↓↓↓
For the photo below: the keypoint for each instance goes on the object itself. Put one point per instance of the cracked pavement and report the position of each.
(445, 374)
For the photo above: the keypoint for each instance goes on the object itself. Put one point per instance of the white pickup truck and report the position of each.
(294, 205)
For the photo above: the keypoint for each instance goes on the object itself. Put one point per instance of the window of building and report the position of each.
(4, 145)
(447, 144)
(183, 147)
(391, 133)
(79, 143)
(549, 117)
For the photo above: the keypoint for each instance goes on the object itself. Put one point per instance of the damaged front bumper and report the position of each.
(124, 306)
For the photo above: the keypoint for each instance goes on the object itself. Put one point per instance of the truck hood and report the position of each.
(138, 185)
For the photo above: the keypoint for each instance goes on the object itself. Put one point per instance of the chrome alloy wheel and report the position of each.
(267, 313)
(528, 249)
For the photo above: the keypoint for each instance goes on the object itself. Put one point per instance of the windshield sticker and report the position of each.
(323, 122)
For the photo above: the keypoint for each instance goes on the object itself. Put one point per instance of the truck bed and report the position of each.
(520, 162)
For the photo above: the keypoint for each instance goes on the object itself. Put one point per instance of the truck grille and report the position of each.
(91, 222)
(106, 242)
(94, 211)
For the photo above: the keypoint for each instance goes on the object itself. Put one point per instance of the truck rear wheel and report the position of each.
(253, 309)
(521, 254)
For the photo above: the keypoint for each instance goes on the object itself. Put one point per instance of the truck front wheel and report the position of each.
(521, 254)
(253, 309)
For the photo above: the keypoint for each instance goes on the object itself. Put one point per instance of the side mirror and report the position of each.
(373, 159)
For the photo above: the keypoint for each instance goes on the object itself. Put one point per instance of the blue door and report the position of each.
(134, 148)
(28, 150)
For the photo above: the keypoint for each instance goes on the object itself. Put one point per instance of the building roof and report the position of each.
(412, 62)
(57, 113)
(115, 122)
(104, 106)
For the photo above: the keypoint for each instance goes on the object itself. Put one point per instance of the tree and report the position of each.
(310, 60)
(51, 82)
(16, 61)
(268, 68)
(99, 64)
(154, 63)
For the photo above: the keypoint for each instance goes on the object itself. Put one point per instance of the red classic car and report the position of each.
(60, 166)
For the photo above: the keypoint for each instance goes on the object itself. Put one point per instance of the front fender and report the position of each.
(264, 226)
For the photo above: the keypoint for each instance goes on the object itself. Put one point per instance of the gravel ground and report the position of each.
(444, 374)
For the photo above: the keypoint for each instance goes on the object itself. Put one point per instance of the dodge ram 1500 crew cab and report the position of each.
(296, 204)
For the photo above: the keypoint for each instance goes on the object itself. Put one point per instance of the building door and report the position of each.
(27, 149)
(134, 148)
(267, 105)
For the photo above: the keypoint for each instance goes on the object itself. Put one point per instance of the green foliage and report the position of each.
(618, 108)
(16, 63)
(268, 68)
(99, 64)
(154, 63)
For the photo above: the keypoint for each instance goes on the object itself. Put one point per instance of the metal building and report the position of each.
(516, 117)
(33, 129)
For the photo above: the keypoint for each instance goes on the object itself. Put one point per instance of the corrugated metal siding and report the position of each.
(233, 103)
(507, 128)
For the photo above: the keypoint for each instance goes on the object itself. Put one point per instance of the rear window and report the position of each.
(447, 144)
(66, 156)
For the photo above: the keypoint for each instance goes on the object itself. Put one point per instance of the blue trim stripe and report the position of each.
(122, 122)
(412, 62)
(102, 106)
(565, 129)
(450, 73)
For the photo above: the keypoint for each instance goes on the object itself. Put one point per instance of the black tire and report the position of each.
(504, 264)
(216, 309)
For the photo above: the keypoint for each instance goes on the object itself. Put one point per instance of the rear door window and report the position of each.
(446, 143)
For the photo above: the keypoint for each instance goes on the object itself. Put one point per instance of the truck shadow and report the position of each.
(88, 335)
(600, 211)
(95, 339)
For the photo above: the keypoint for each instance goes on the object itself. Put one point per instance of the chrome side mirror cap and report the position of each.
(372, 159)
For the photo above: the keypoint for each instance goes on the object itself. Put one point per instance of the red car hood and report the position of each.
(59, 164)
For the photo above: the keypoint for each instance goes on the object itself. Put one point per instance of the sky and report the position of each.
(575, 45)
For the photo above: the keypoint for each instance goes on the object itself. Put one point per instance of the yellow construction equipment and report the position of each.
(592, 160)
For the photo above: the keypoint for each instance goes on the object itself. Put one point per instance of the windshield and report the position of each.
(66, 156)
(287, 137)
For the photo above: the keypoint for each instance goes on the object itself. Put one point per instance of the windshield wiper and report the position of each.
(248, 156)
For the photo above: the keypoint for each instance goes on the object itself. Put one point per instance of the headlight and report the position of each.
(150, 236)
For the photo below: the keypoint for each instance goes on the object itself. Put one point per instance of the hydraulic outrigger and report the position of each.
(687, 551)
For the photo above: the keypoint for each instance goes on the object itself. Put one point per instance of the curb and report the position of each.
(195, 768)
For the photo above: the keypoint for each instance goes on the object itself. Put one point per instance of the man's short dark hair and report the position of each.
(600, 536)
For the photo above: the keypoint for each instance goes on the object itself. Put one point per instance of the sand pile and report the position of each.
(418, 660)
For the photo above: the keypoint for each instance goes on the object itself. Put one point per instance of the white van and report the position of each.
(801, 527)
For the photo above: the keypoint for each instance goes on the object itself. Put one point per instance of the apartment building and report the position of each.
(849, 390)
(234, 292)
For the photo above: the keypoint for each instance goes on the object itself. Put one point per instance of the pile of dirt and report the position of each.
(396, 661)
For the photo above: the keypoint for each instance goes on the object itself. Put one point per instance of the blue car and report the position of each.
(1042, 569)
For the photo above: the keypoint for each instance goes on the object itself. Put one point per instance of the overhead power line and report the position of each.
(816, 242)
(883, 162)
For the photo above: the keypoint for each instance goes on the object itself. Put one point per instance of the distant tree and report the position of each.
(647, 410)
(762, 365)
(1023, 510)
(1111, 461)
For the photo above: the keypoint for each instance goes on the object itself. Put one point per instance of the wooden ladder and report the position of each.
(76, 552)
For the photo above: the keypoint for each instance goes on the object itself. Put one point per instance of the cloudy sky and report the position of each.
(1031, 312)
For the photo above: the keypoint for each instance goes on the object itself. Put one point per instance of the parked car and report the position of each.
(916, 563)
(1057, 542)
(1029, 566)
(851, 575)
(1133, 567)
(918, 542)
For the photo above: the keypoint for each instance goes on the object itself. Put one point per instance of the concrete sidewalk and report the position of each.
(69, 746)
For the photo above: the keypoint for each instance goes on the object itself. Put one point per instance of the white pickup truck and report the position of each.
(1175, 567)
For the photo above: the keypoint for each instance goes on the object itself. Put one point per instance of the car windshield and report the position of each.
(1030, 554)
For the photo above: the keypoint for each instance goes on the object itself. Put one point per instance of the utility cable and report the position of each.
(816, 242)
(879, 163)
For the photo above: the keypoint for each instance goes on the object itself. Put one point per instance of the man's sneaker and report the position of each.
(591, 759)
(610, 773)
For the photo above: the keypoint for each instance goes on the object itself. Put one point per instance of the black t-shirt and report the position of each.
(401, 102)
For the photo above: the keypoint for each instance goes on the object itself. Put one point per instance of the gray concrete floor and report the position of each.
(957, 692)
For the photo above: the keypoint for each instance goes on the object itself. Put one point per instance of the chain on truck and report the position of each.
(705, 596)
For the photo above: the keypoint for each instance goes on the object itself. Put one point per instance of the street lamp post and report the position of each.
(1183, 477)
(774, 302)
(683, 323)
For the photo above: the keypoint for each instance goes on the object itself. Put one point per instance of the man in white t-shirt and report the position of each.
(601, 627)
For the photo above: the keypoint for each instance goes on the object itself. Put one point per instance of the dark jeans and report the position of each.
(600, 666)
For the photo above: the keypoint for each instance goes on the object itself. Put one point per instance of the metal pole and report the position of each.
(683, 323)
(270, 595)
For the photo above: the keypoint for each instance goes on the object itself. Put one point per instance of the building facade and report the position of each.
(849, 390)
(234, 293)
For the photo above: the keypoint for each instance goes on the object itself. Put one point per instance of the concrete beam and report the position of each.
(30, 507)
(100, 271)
↑↑↑
Job:
Scale the records starting at the line that contains "sneaker and report the position of each." and ending at the end of the records, giving all of those lines again with the requests included. Multiply every point coordinate in the answers by 1.25 and round each result to a whole number, rounding halves up.

Solution for this problem:
For the photo above: the keypoint for each instance goes on the object itself. Put one point per instance of the man's sneaker and report the position of each.
(739, 949)
(763, 966)
For the photo above: the keypoint for each instance goes on the object itself. Put one point per instance of the black t-shirt and report the position of each.
(501, 128)
For the photo above: the keypoint for each instance goes on the object itself. Put one point per instance of the gray concrete floor and report the position of each.
(1196, 865)
For the photo above: the keypoint for each instance goes on the object itself. Put one point per instance of the chain on truck and report the position of each.
(881, 745)
For the photo above: the keypoint for each instance goes on the object itself. Put one point per instance of the street lamp post and report the position of each.
(1479, 596)
(968, 378)
(854, 404)
For the photo above: the keypoint for each instance goes on the object itself. Put one point per instance of the man in white t-shirt and report the position of each.
(751, 784)
For the photo above: the keypoint for each instance goes on the object itself. Put one point per instance of the dark jeans and report the position of each.
(750, 833)
For the photo above: the keypoint for each instance goes on the object itself. Put one point per instance of the metal pole and report the position of each.
(854, 404)
(338, 744)
For the photo above: the keypoint for each instance goes on the object itself. Put one point per instance of the building facade and report the position of each.
(1061, 488)
(293, 366)
For the photo above: the keypoint for each instance goes on the object itself. Put one point per instance of the concrete beam and report the position of each.
(38, 634)
(125, 339)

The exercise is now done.